··· Exercise data ···

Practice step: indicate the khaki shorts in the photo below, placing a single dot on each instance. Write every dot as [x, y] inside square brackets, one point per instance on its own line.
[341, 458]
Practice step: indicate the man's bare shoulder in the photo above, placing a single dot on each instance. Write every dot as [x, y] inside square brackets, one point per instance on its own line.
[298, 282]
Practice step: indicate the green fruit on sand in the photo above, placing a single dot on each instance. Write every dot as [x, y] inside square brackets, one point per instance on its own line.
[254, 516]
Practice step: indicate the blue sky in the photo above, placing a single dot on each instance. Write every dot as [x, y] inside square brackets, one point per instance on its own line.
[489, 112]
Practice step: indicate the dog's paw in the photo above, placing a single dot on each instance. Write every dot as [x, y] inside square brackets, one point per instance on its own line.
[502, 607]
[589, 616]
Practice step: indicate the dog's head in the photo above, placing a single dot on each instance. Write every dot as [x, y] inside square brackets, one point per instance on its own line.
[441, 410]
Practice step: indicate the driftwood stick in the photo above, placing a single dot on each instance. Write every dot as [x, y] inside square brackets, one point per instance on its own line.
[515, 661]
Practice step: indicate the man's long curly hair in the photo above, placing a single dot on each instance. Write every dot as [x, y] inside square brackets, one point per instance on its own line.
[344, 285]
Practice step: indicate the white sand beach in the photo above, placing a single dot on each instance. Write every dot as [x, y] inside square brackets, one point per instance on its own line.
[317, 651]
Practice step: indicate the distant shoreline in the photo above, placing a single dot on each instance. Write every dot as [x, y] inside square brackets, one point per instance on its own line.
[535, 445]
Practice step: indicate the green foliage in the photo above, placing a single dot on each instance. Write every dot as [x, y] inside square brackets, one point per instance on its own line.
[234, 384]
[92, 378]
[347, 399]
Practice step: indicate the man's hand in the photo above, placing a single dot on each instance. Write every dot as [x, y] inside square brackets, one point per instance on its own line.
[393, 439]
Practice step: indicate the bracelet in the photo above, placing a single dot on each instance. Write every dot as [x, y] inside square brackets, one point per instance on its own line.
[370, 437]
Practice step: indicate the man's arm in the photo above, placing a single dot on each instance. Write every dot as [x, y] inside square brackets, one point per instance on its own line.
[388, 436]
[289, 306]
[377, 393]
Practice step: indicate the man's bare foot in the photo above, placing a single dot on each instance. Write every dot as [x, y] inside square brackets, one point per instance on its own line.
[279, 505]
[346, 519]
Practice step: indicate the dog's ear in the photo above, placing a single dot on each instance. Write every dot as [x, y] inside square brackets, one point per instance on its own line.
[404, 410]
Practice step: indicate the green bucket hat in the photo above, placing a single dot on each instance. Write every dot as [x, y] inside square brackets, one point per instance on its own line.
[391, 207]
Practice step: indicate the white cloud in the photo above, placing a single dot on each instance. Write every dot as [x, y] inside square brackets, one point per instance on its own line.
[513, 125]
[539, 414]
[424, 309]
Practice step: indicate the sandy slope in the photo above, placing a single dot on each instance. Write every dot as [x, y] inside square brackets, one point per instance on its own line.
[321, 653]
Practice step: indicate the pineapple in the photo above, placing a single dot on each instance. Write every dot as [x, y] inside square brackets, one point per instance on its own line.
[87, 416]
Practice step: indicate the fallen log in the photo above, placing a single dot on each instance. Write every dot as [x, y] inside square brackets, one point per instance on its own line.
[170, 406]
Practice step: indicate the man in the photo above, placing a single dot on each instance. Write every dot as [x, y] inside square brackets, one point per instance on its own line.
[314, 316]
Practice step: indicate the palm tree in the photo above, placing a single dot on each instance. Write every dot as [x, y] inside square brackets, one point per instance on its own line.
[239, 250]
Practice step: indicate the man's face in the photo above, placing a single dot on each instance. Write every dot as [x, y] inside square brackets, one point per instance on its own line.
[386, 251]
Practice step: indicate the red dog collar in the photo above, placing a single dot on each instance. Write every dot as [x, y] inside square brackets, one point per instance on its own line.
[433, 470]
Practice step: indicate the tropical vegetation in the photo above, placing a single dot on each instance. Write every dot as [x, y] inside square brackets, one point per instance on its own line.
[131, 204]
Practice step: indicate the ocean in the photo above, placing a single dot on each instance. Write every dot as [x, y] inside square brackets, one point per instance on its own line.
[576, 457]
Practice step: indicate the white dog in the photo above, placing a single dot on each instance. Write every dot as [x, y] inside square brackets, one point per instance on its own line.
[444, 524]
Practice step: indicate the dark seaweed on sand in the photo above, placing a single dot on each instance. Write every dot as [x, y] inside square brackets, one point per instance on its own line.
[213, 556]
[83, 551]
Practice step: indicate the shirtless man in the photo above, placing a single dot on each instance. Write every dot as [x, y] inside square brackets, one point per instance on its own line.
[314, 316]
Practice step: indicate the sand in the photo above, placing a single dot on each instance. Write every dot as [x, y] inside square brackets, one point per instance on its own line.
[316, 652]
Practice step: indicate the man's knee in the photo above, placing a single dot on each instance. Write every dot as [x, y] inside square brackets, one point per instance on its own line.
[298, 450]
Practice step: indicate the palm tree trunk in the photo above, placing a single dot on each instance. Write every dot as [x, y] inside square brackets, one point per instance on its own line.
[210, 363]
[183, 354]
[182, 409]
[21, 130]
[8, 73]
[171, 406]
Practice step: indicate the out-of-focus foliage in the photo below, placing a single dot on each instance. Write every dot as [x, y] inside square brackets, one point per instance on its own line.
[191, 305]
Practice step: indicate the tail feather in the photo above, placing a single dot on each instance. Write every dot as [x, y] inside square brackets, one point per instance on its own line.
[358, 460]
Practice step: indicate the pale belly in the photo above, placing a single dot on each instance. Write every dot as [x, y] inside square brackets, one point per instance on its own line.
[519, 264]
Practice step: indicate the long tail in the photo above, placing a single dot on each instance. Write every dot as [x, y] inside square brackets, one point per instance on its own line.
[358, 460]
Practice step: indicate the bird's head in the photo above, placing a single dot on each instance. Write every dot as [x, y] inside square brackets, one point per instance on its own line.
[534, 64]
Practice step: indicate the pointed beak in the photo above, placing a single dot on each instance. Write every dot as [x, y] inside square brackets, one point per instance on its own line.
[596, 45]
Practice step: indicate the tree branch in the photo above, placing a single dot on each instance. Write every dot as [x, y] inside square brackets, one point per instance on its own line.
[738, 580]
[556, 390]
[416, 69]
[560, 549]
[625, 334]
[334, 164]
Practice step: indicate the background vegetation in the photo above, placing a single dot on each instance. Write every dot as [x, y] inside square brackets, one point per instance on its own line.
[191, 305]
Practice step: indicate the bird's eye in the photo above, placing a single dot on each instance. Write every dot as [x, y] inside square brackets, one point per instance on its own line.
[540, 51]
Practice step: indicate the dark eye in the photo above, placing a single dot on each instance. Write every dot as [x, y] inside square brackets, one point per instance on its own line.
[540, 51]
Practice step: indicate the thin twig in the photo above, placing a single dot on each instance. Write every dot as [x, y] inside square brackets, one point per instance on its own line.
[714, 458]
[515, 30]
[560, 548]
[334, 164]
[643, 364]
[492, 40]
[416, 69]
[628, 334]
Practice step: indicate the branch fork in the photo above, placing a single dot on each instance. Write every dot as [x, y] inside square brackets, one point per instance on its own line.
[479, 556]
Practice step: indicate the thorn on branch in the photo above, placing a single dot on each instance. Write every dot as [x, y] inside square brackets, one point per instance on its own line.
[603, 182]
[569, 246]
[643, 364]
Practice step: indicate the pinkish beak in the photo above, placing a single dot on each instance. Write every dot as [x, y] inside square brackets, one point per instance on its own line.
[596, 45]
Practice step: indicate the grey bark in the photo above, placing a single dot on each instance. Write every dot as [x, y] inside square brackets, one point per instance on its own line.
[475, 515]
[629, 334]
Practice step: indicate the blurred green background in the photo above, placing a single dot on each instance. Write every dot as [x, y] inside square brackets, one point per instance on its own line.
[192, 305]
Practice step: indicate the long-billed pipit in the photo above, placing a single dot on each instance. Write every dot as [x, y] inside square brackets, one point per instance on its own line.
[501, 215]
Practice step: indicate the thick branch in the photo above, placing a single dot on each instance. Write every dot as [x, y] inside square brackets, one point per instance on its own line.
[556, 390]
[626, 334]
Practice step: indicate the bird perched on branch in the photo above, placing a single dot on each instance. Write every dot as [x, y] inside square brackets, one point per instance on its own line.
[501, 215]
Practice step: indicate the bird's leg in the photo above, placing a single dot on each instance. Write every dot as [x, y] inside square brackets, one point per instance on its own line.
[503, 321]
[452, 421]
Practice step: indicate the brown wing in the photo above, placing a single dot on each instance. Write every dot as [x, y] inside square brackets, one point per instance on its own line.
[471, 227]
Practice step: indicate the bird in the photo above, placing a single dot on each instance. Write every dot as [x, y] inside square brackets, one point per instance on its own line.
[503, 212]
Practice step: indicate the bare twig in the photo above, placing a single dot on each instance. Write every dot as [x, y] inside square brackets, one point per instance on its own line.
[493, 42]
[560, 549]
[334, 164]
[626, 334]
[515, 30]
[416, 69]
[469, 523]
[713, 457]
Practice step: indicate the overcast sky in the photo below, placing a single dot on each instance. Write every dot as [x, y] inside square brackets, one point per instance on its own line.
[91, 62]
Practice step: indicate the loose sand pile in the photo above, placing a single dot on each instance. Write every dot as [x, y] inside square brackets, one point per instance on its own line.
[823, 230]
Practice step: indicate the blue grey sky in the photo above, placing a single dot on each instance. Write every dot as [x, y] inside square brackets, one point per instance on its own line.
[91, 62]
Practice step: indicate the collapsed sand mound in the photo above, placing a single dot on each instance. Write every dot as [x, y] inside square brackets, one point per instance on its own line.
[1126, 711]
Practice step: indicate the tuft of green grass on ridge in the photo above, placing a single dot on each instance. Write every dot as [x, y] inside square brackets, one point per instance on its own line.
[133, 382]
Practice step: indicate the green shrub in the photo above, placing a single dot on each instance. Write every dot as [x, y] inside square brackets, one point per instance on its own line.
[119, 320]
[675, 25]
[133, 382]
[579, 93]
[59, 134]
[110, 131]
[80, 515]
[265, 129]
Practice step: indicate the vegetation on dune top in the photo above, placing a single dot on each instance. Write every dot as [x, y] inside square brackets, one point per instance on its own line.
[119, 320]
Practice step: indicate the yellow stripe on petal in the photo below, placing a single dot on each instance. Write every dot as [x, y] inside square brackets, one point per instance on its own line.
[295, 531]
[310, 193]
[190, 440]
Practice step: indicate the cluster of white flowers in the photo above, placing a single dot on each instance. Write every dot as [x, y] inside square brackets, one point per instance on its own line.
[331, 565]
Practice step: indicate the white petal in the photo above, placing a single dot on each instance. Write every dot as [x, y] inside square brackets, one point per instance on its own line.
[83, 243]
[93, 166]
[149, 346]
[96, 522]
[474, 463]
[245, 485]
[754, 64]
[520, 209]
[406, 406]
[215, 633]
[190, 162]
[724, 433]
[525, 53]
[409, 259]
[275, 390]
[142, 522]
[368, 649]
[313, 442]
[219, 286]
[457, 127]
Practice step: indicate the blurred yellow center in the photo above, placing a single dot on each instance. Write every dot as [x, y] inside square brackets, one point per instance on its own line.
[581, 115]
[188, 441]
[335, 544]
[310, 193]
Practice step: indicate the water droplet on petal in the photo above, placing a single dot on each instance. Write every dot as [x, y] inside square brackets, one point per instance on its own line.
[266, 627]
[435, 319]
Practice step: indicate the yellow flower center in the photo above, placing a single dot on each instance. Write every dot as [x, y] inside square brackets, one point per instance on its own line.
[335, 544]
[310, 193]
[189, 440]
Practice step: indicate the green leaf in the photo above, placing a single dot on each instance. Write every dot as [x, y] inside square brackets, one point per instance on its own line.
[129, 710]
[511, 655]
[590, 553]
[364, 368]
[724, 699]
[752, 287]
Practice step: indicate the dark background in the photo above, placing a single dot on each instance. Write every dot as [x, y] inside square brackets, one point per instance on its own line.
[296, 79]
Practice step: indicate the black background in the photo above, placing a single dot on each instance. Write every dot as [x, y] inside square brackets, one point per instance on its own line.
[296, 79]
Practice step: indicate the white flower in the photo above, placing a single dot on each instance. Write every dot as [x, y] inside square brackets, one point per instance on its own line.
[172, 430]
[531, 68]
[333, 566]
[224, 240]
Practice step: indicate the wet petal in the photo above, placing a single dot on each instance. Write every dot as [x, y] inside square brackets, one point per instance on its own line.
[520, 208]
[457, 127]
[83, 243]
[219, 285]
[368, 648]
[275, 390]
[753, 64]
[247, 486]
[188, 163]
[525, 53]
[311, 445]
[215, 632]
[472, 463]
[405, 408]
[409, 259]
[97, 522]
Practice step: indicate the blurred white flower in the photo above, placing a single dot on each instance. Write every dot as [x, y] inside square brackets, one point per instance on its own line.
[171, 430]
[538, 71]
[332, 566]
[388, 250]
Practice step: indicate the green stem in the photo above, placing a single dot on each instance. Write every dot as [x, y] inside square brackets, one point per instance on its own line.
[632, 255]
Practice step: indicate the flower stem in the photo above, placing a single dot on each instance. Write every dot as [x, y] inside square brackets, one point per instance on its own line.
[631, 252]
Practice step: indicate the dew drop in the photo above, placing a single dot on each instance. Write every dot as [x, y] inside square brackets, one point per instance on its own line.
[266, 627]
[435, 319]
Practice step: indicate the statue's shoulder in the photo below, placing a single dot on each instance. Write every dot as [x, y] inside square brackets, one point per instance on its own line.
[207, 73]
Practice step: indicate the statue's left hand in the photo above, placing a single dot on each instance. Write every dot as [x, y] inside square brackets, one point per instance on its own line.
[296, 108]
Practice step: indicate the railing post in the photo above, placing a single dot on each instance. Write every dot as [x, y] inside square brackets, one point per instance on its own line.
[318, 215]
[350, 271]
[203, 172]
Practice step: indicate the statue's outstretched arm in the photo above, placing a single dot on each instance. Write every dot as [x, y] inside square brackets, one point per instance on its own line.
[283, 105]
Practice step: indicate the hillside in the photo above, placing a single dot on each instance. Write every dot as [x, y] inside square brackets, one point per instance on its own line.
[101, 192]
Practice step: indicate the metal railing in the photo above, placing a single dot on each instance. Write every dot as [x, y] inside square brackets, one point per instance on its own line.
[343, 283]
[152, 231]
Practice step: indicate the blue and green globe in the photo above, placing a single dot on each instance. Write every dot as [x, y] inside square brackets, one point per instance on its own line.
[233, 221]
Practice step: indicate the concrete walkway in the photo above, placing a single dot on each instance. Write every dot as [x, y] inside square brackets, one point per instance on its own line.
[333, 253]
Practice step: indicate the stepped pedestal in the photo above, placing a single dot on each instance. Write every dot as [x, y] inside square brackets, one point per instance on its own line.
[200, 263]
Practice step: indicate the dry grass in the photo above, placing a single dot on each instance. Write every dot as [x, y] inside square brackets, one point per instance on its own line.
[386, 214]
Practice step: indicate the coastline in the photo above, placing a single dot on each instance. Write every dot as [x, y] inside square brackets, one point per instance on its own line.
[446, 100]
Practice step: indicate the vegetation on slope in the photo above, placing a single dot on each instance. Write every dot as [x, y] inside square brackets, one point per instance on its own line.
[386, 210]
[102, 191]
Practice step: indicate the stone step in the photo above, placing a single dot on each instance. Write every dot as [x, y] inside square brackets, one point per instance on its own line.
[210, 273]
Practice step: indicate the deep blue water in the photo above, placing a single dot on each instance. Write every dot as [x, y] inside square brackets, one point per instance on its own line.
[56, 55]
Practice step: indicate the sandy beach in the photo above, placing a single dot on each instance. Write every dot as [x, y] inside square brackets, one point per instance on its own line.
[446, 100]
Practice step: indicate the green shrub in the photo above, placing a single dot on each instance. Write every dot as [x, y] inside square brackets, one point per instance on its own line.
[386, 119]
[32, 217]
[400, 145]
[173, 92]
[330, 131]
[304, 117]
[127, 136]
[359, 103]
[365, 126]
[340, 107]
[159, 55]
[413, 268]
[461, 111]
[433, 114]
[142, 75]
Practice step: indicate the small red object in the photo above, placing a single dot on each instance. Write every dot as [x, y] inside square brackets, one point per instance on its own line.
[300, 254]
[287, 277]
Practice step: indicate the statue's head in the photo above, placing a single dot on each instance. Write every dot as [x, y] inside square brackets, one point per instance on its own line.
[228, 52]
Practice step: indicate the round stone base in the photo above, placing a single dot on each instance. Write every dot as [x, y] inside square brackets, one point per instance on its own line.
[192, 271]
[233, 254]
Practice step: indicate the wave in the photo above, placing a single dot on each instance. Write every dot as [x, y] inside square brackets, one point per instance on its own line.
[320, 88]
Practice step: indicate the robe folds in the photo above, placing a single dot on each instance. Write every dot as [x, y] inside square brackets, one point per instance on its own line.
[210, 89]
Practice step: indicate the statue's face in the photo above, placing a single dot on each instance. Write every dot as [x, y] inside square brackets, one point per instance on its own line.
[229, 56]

···

▸ Task goal: Output, unchanged, the lines from the line with "Practice step: indicate the round" through the final line of the material.

▸ Response:
Practice step: indicate the round stone base in the photo above, placing a single dot on each instance. Write every dot as [x, y] inside square brackets, one point per instance on its own line.
[192, 271]
[233, 254]
Practice step: indicate the wave in the photo above, placing a single dot on each instance. Write every dot as [x, y] inside square brackets, one point per instance on its own line.
[320, 88]
Practice step: indicate the robe folds in the photo above, placing a single dot on each instance. Write every dot as [x, y] inside square brackets, one point per instance on its own line.
[210, 89]
Practice step: indicate the statue's face in the photo above, placing a single dot on each instance. Write every dot as [x, y] inside square brackets, one point per instance on its own line.
[229, 56]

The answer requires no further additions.